╭─ BLOCO DE TEXTO
UE e Londres chocam por causa do protocolo da Irlanda do Norte
Reino Unido pede flexibilidade à União Europeia e ameaça “agir”, por estar em causa a sua “paz interna e segurança”, mas Bruxelas alerta para as consequências de uma “ação unilateral”.
Ogoverno britânico pediu ontem “flexibilidade” à União Europeia (UE) para renegociar o polémico protocolo da Irlanda do Norte, parte dos acordos do Brexit, avisando que se não houver abertura da parte de Bruxelas então terá que “agir”. Em resposta, o vice-presidente da Comissão Europeia deixou claro que qualquer “ação unilateral” contra o protocolo “não é aceitável”, insistindo na necessidade de uma “solução conjunta”.
O polémico protocolo foi criado para evitar uma fronteira física entre a República da Irlanda e a Irlanda do Norte, que pusesse em causa os Acordos de Sexta-Feira Santa, mas na prática criou uma divisão entre esta região e o resto do Reino Unido. Isto porque estabelece que a Irlanda do Norte deve continuar a seguir as regras do mercado único e aduaneiro, obrigando a uma verificação da mercadoria que chega desde Inglaterra, Escócia e País de Gales – que de outra forma poderia entrar sem controlo na UE.
Negociado à margem do acordo de Brexit, o protocolo nunca agradou aos unionistas que se queixam das barreiras que criou com o resto do Reino Unido. E praticamente desde o início que os britânicos têm tentado, sem sucesso, renegociá-lo. Em fevereiro, o governo da Irlanda do Norte liderado pelos unionistas do DUP demitiu-se, exigindo que o
texto seja totalmente rejeitado. Mas as eleições do último fim de semana vieram piorar as coisas, tornando a situação “insustentável”, segundo o primeiro-ministro, Boris Johnson.
Pela primeira vez, os republicanos do Sinn Féin (que defendem a reunificação das Irlandas) foram os mais votados para o parlamento regional. Foi uma vitória histórica, mas ao abrigo do acordo de partilha do poder têm que formar governo com os unionistas. O problema é que o DUP rejeita esse cenário sem o fim do protocolo, com o governo britânico a alegar que este se tornou no “maior obstáculo” à formação de um novo executivo.
╰─
Transcreva fielmente, do texto sobre o protocolo da Irlanda do Norte, o trecho que vai de "Pela primeira vez, os" até "um novo executivo.".
╭─ INFORMAÇÕES FORNECIDAS
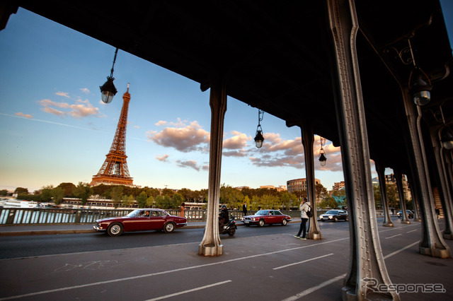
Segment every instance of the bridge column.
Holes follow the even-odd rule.
[[[408,126],[408,153],[411,169],[412,191],[415,192],[422,217],[422,240],[420,254],[439,258],[450,258],[450,249],[444,241],[434,213],[434,197],[431,190],[426,154],[420,129],[421,110],[415,107],[407,88],[403,88],[404,110]]]
[[[226,84],[222,77],[211,81],[210,95],[211,106],[211,140],[210,148],[209,190],[207,216],[205,235],[199,246],[198,254],[219,256],[223,254],[223,245],[219,235],[219,203],[220,199],[220,170],[224,118],[226,112]]]
[[[369,164],[369,150],[356,45],[359,30],[353,0],[327,0],[336,65],[333,70],[336,110],[350,215],[349,266],[343,288],[348,300],[399,300],[367,285],[391,284],[379,242]]]
[[[447,172],[445,170],[445,154],[449,150],[444,148],[440,143],[442,128],[435,128],[431,130],[431,141],[432,151],[436,161],[436,183],[439,189],[439,196],[444,211],[445,229],[442,235],[445,240],[453,240],[452,228],[453,227],[453,216],[452,216],[452,194],[448,184]]]
[[[384,223],[382,225],[385,227],[393,227],[394,223],[390,217],[390,208],[389,208],[389,198],[387,197],[386,183],[385,182],[385,167],[377,161],[374,161],[377,177],[379,180],[379,189],[381,191],[381,199],[382,199],[382,207],[384,208]]]
[[[315,196],[314,184],[314,162],[313,155],[313,128],[306,124],[301,129],[302,134],[302,143],[304,144],[304,156],[305,157],[305,175],[306,177],[306,195],[309,201],[311,204],[311,210],[314,215],[309,222],[309,238],[310,240],[321,240],[321,230],[318,225],[318,216],[316,215],[316,199]]]
[[[420,218],[420,206],[418,206],[418,201],[417,201],[417,194],[412,189],[413,185],[413,177],[411,173],[406,175],[408,178],[408,183],[409,183],[409,189],[411,190],[411,196],[412,196],[412,205],[413,206],[413,221],[421,222],[422,219]]]
[[[399,197],[399,206],[401,208],[401,223],[410,224],[411,221],[406,212],[406,200],[403,193],[403,174],[399,170],[394,170],[395,173],[395,180],[396,181],[396,188],[398,189],[398,196]]]

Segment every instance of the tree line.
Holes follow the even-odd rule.
[[[386,185],[389,206],[399,208],[398,191],[395,185]],[[382,208],[381,194],[378,186],[374,187],[374,199],[377,208]],[[59,204],[63,198],[80,199],[82,206],[88,199],[106,199],[112,200],[115,208],[120,206],[127,207],[135,203],[139,208],[157,207],[163,209],[177,209],[182,203],[206,203],[207,189],[191,190],[183,188],[175,191],[168,188],[130,187],[123,185],[104,185],[91,187],[88,183],[79,182],[77,185],[72,183],[61,183],[57,187],[45,186],[41,189],[30,194],[28,189],[17,187],[14,191],[18,199],[42,202],[53,202]],[[0,195],[7,195],[6,190],[1,190]],[[320,208],[336,208],[338,204],[333,196],[345,196],[344,189],[332,191],[331,195],[321,184],[316,184],[315,196],[317,206]],[[241,190],[223,184],[220,187],[220,203],[229,208],[241,209],[245,202],[249,210],[259,208],[275,208],[282,210],[298,210],[300,200],[306,197],[306,191],[290,193],[278,191],[276,189],[243,187]],[[408,208],[411,203],[406,201]]]

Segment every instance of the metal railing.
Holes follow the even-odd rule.
[[[76,225],[93,224],[99,218],[125,216],[134,209],[80,209],[80,208],[0,208],[0,226],[23,225]],[[177,210],[166,210],[173,216],[178,216]],[[319,216],[326,210],[319,209]],[[206,221],[206,210],[186,210],[184,216],[188,222]],[[299,211],[281,211],[282,213],[292,218],[300,218]],[[248,215],[253,215],[256,211],[248,211]],[[230,211],[236,219],[241,219],[242,211]]]

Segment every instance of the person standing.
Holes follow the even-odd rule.
[[[294,237],[299,238],[301,240],[306,240],[306,238],[305,238],[305,235],[306,234],[306,222],[309,220],[306,212],[311,210],[310,202],[308,201],[306,198],[304,198],[302,201],[300,203],[299,209],[300,210],[300,217],[302,220],[300,223],[299,232],[297,233],[297,235],[294,235]],[[302,234],[302,237],[300,236],[301,233]]]
[[[247,215],[247,202],[243,202],[243,205],[242,205],[242,212],[244,216]]]
[[[180,207],[179,207],[179,216],[180,216],[181,218],[185,217],[184,216],[184,211],[185,210],[185,208],[184,208],[185,206],[185,203],[182,203]]]

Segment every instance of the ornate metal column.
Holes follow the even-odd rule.
[[[357,49],[358,22],[353,0],[327,0],[336,63],[335,99],[350,213],[350,253],[343,300],[399,300],[377,293],[367,282],[391,283],[379,239],[369,151]]]
[[[408,178],[408,182],[409,183],[409,189],[411,190],[411,196],[412,196],[412,204],[413,206],[413,221],[421,222],[422,219],[420,218],[420,206],[418,206],[418,201],[417,201],[417,193],[412,189],[413,186],[413,177],[411,174],[406,175]]]
[[[403,88],[402,95],[409,129],[408,143],[406,144],[408,153],[412,157],[411,187],[413,191],[417,195],[422,216],[422,240],[420,242],[419,252],[423,255],[433,257],[450,258],[449,247],[440,235],[432,205],[434,203],[434,199],[430,186],[425,147],[420,129],[420,107],[414,107],[415,105],[409,96],[407,88]]]
[[[218,215],[224,117],[226,112],[226,85],[224,78],[212,78],[210,105],[211,106],[211,141],[207,216],[205,235],[200,244],[198,254],[204,256],[218,256],[223,254],[223,245],[219,236]]]
[[[309,222],[309,238],[310,240],[321,240],[321,230],[318,225],[316,215],[316,199],[315,196],[314,184],[314,161],[313,155],[313,128],[309,125],[304,125],[301,129],[302,134],[302,144],[304,144],[304,155],[305,157],[305,175],[306,177],[306,195],[311,204],[311,210],[314,214]]]
[[[452,194],[449,189],[447,181],[447,170],[445,170],[445,163],[444,161],[443,153],[448,151],[444,149],[440,145],[440,131],[442,129],[435,129],[431,131],[431,141],[432,142],[432,150],[436,161],[436,168],[437,170],[437,183],[439,189],[440,202],[444,210],[444,220],[445,221],[445,229],[442,235],[446,240],[453,240],[452,227],[453,225],[453,217],[452,216]]]
[[[389,198],[387,197],[387,190],[386,189],[385,167],[377,161],[374,161],[374,166],[376,167],[377,177],[379,179],[379,189],[381,191],[381,199],[382,199],[382,206],[384,207],[384,223],[382,223],[382,225],[385,227],[393,227],[394,223],[390,217]]]
[[[398,196],[399,197],[399,206],[401,208],[401,223],[410,224],[411,221],[406,212],[406,200],[403,192],[403,174],[398,170],[394,170],[395,172],[395,179],[396,180],[396,188],[398,188]]]

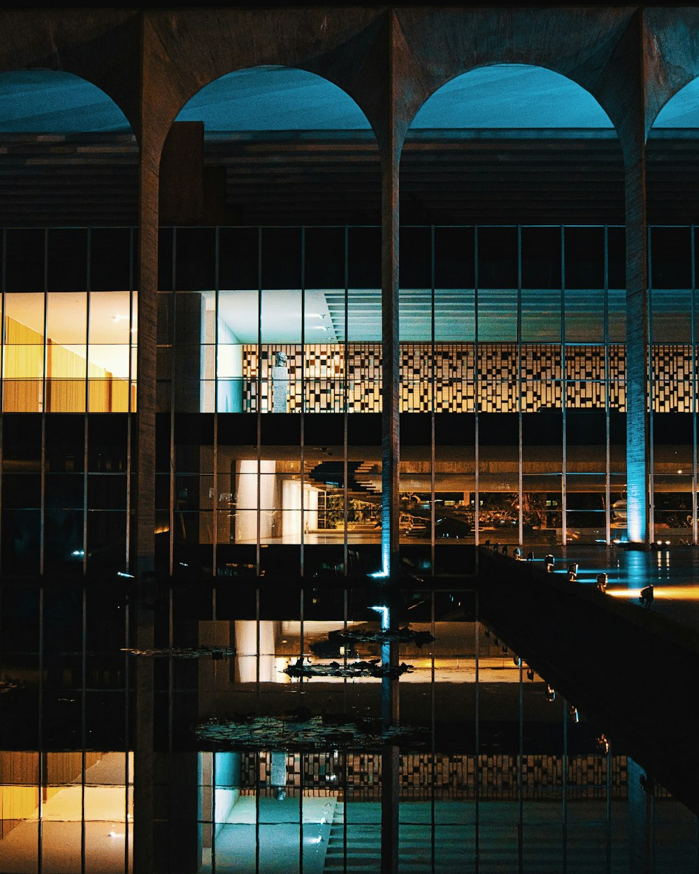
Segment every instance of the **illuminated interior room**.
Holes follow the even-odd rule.
[[[0,871],[699,870],[697,10],[0,31]]]

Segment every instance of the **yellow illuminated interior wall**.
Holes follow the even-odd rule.
[[[101,753],[86,753],[86,769],[101,758]],[[82,753],[49,753],[45,761],[43,801],[58,794],[80,778]],[[0,751],[0,838],[22,820],[38,815],[39,802],[38,753]]]
[[[44,336],[10,316],[4,319],[3,410],[40,413],[44,392]],[[135,409],[135,386],[71,349],[46,344],[46,412],[84,413],[85,379],[91,413],[127,413]]]

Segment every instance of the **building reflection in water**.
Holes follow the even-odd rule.
[[[694,815],[476,621],[474,593],[413,591],[391,646],[376,600],[166,589],[136,655],[127,588],[4,586],[0,869],[131,871],[142,829],[173,872],[695,870]],[[387,649],[412,669],[343,676]],[[127,752],[149,677],[152,743]]]

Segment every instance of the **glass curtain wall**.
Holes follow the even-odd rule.
[[[686,251],[663,268],[668,278],[654,279],[667,288],[651,292],[654,462],[667,468],[654,475],[655,521],[668,537],[691,540],[693,232],[654,230],[666,260],[672,247],[663,232],[684,239]],[[406,559],[447,570],[459,562],[460,542],[623,539],[623,228],[401,233]],[[240,440],[222,449],[217,437],[216,453],[199,444],[187,471],[171,441],[163,482],[173,460],[177,476],[194,477],[175,488],[174,503],[162,489],[163,517],[170,505],[180,514],[163,526],[171,545],[205,545],[208,566],[221,573],[262,571],[266,561],[268,572],[275,565],[308,572],[311,554],[324,556],[323,572],[343,573],[352,561],[371,570],[359,554],[378,539],[378,229],[176,229],[163,231],[163,420],[175,434],[187,413],[211,412],[211,434]],[[193,267],[204,255],[206,266]],[[654,277],[660,269],[654,264]],[[215,489],[206,479],[214,474]],[[187,510],[198,514],[190,528]],[[214,513],[217,524],[202,527]],[[229,556],[224,563],[214,561],[217,545],[216,555]],[[304,550],[310,545],[322,550]],[[189,566],[170,551],[176,572]]]
[[[654,227],[648,253],[653,535],[686,542],[696,237]],[[401,251],[406,559],[623,538],[623,229],[406,227]],[[126,566],[132,274],[130,229],[3,232],[7,572]],[[379,229],[163,229],[160,275],[162,566],[376,570]]]
[[[126,572],[134,232],[6,229],[2,252],[2,572]]]

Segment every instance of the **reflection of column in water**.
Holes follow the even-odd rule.
[[[648,565],[646,562],[646,555],[640,550],[626,551],[626,586],[630,589],[637,589],[643,586],[647,586],[650,582],[648,577]]]
[[[281,683],[283,677],[274,670],[274,641],[280,622],[262,620],[260,623],[260,682]],[[254,620],[235,621],[236,679],[239,683],[257,681],[257,622]]]

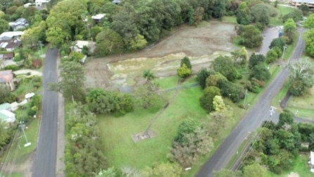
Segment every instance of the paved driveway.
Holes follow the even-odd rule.
[[[303,31],[303,29],[299,29],[299,37],[298,44],[289,60],[299,59],[303,53],[305,44],[304,41],[301,39],[301,35]],[[265,34],[265,37],[268,37],[267,34]],[[262,47],[262,49],[264,48]],[[277,74],[272,82],[265,90],[260,99],[240,121],[230,135],[203,165],[196,176],[213,176],[214,171],[219,171],[225,168],[233,154],[236,153],[241,142],[251,132],[256,130],[263,121],[275,118],[270,115],[270,102],[282,87],[287,78],[288,73],[285,70],[282,70]]]
[[[57,82],[57,54],[56,49],[49,49],[45,59],[42,118],[32,169],[33,177],[56,177],[58,93],[49,91],[48,85]]]

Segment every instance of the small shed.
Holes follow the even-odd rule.
[[[15,121],[15,114],[6,109],[0,111],[0,120],[6,123],[13,123]]]
[[[0,111],[2,110],[11,111],[11,104],[9,103],[3,103],[0,104]]]
[[[34,97],[34,95],[35,95],[35,94],[34,92],[27,93],[27,94],[25,94],[25,98],[26,99],[30,99],[30,98]]]

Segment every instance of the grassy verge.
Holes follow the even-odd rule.
[[[230,161],[227,164],[225,169],[231,169],[236,162],[237,158],[239,158],[239,155],[241,155],[241,152],[243,152],[245,149],[246,149],[251,144],[251,140],[253,140],[254,138],[256,138],[256,133],[251,133],[248,138],[244,140],[242,143],[241,143],[240,146],[239,147],[238,149],[237,150],[237,153],[235,154],[233,154],[232,157],[231,158]],[[245,154],[244,154],[241,157],[244,158],[245,157]]]
[[[274,98],[272,99],[272,105],[277,108],[280,108],[280,103],[286,96],[287,92],[288,92],[289,87],[289,82],[286,81],[284,84],[282,88],[280,90],[278,94],[277,94]]]
[[[157,136],[145,141],[134,142],[132,135],[146,130],[157,113],[138,109],[124,116],[99,116],[103,153],[108,165],[117,168],[132,166],[142,169],[146,166],[167,161],[177,126],[188,117],[198,120],[206,113],[199,106],[201,88],[181,90],[168,109],[151,127]],[[110,138],[106,138],[110,137]]]
[[[313,176],[313,173],[310,171],[310,168],[308,164],[308,155],[300,154],[294,163],[293,169],[290,171],[287,171],[284,174],[277,175],[271,172],[268,172],[268,176],[270,177],[286,177],[291,172],[294,172],[299,174],[299,176],[301,177],[310,177]]]
[[[23,138],[20,142],[21,149],[18,154],[18,157],[20,157],[20,160],[24,160],[27,159],[28,155],[36,149],[36,147],[37,146],[39,125],[40,125],[40,119],[38,118],[34,118],[27,126],[27,128],[25,129],[27,140],[32,144],[30,146],[24,147],[24,145],[26,144],[27,142],[25,138]]]
[[[275,17],[271,17],[270,19],[270,26],[282,25],[282,16],[293,11],[294,8],[290,7],[280,6],[277,7],[278,14]]]
[[[299,39],[299,32],[296,32],[294,36],[294,42],[291,45],[288,45],[286,50],[284,51],[284,56],[283,56],[284,60],[287,60],[290,58],[290,56],[292,56],[292,54],[294,53],[294,49],[296,48],[296,46],[298,42]]]
[[[308,109],[303,108],[296,108],[290,106],[287,106],[286,109],[290,110],[291,112],[295,114],[296,116],[297,117],[314,119],[314,109]]]

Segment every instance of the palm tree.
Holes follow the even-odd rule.
[[[149,83],[156,78],[155,75],[150,70],[145,70],[143,73],[143,77]]]

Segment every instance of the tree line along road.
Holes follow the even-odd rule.
[[[305,29],[298,28],[298,31],[299,33],[298,42],[292,56],[288,61],[299,59],[304,50],[305,43],[301,39],[301,36]],[[266,36],[265,37],[268,37]],[[288,73],[285,70],[282,70],[277,74],[272,83],[264,90],[260,99],[239,122],[230,135],[203,166],[196,176],[211,177],[213,176],[214,171],[219,171],[225,168],[240,145],[248,137],[249,134],[260,127],[264,121],[272,118],[269,114],[269,110],[271,106],[270,102],[282,87],[287,78]]]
╰─
__RESPOSTA À TAREFA__
Pela primeira vez, os republicanos do Sinn Féin (que defendem a reunificação das Irlandas) foram os mais votados para o parlamento regional. Foi uma vitória histórica, mas ao abrigo do acordo de partilha do poder têm que formar governo com os unionistas. O problema é que o DUP rejeita esse cenário sem o fim do protocolo, com o governo britânico a alegar que este se tornou no “maior obstáculo” à formação de um novo executivo.